- **WRITTEN TASK**: Without the pictures, return each record as it appears.

- **DATA LINES**:
::::

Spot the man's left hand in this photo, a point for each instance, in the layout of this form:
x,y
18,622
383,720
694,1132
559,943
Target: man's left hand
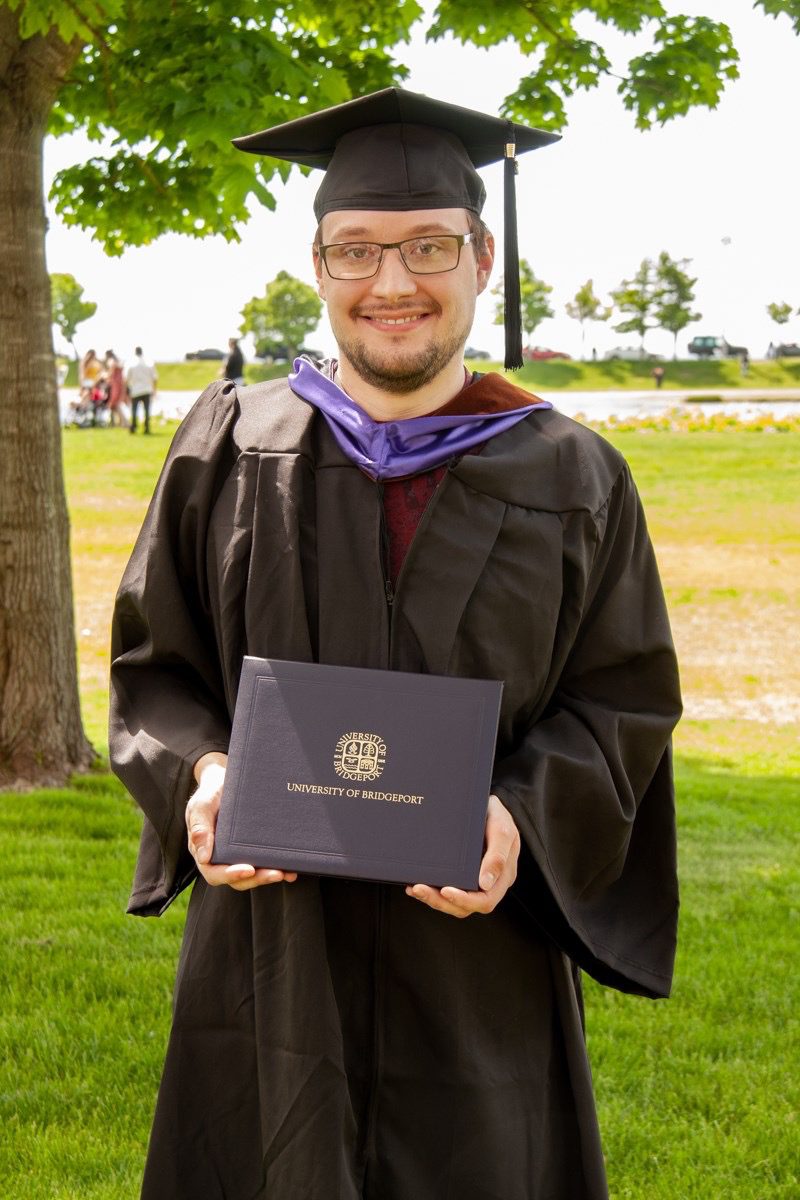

::::

- **RESPONSE FOR THIS EXERCISE**:
Spot the man's left hand in this photo, a point for each instance, in the layout of this form:
x,y
18,622
383,720
694,1132
559,943
Target: man's left hand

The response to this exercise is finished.